■ **GOALS**
**a.** Can you reproduce the company car tax discussion word for word, in full?
**b.** Which lines of the records contain the string "pink"? Copy each such line whole, treating uppercase and lowercase as different.

■ **QUOTED PASSAGE**
On Mon, 06 Oct 2003 12:27:59 +0100, Tony Bryer
wrote:

In article , Derek
wrote:
Company car benefit (which is tax & NI on money I haven't
had) at the new rates would be the equivalent of about another
5%.


For which you've got the car.


But I didn't want it. It's full of drawings, tools, test equipment and
spare parts. I use my wife's car at weekends and don't have to travel
to work.

In the first instance the IR reduced my allowances by £7.4k, this for
a 5 year old Fiat Ulysse (80k miles) worth about £4.75k ! I got it
reduced to £4.4k but that still seemed a raw deal.

For me the change in CC tax rules
was an absolute winner. My new Honda Jazz cost me (technically
my company of course) £11,200, 25% of this (reducing) each year
set against corporation tax, along with road tax, insurance and
servicing. I pay 15% x £11.2K x 40% in tax = £13p.w. for the
benefit of having a brand new car, all expenses paid except
petrol. If the company decided to allocate £3,000 to me instead
of to car expenses I'd end up with £25p.w. net + £13 less tax =
£38p.w. to run a car - finance, depreciation, servicing, tax and
insurance. Actual costs as before say £60. So having the company
car is equivalent (in my case) to several percent off tax not
on.


I now don't run a company car and claim the mileage allowance. I take
it you've investigated that option, it's attractive if you do a lot of
business miles in a car that's cheap to own/run.

■ **DATA SUPPLIED**
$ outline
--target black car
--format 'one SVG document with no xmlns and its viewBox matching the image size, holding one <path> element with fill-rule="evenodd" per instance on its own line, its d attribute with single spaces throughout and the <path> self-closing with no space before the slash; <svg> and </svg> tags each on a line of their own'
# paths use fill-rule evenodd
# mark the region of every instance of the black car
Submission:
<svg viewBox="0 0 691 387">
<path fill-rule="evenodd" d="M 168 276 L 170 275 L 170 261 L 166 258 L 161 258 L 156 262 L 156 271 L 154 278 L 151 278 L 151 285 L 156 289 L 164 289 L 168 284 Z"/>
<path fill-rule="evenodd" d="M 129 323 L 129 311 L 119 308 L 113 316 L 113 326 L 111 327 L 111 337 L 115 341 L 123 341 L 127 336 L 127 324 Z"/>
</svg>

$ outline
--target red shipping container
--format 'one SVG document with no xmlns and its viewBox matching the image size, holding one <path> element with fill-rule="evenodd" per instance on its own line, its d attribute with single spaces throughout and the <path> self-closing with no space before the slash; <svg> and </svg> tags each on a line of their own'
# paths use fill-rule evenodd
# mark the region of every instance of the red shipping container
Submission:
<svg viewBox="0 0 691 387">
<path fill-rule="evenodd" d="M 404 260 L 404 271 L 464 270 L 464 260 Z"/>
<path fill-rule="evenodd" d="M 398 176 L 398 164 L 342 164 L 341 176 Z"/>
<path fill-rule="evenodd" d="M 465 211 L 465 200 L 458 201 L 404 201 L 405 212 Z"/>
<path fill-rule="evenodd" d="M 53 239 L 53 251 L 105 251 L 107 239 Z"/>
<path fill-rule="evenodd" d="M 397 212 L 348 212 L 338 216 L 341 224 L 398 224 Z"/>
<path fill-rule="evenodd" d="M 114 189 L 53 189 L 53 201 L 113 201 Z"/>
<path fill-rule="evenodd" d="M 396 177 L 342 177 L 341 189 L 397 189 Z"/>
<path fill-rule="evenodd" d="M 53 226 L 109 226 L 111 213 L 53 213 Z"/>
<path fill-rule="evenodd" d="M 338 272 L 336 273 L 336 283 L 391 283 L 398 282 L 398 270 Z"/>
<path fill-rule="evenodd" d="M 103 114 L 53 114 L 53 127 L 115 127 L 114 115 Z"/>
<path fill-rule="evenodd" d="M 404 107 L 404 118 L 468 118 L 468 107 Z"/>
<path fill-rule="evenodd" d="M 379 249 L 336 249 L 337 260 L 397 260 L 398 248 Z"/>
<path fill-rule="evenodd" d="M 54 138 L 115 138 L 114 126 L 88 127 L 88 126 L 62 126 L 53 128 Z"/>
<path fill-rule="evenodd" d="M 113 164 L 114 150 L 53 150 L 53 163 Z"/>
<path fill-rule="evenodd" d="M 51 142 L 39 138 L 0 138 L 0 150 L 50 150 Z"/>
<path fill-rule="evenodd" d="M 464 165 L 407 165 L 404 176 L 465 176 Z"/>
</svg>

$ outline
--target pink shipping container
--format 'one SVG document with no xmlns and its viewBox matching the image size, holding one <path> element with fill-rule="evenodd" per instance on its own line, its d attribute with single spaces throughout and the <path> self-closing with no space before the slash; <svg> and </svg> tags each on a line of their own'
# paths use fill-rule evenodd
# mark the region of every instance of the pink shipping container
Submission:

==

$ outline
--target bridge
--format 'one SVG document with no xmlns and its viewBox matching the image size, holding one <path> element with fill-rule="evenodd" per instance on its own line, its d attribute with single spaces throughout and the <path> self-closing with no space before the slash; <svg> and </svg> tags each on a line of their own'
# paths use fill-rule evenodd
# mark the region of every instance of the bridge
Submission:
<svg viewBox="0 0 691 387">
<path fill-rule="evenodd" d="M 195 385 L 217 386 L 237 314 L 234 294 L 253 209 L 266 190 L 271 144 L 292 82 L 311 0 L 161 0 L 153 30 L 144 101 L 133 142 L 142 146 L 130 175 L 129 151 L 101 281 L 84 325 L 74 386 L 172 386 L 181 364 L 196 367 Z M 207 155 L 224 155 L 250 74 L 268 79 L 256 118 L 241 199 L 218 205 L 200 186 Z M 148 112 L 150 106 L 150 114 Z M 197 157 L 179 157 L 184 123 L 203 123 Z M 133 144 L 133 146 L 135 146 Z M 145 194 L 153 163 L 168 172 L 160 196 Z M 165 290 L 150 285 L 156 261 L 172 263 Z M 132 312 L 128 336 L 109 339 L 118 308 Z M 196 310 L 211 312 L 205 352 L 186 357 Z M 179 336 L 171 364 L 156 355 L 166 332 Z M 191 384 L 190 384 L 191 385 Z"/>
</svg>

■ **REPLIES**
**a.**
On Mon, 06 Oct 2003 12:27:59 +0100, Tony Bryer
wrote:

In article , Derek
wrote:
Company car benefit (which is tax & NI on money I haven't
had) at the new rates would be the equivalent of about another
5%.


For which you've got the car.


But I didn't want it. It's full of drawings, tools, test equipment and
spare parts. I use my wife's car at weekends and don't have to travel
to work.

In the first instance the IR reduced my allowances by £7.4k, this for
a 5 year old Fiat Ulysse (80k miles) worth about £4.75k ! I got it
reduced to £4.4k but that still seemed a raw deal.

For me the change in CC tax rules
was an absolute winner. My new Honda Jazz cost me (technically
my company of course) £11,200, 25% of this (reducing) each year
set against corporation tax, along with road tax, insurance and
servicing. I pay 15% x £11.2K x 40% in tax = £13p.w. for the
benefit of having a brand new car, all expenses paid except
petrol. If the company decided to allocate £3,000 to me instead
of to car expenses I'd end up with £25p.w. net + £13 less tax =
£38p.w. to run a car - finance, depreciation, servicing, tax and
insurance. Actual costs as before say £60. So having the company
car is equivalent (in my case) to several percent off tax not
on.


I now don't run a company car and claim the mileage allowance. I take
it you've investigated that option, it's attractive if you do a lot of
business miles in a car that's cheap to own/run.

**b.**
--target pink shipping container
# mark the region of every instance of the pink shipping container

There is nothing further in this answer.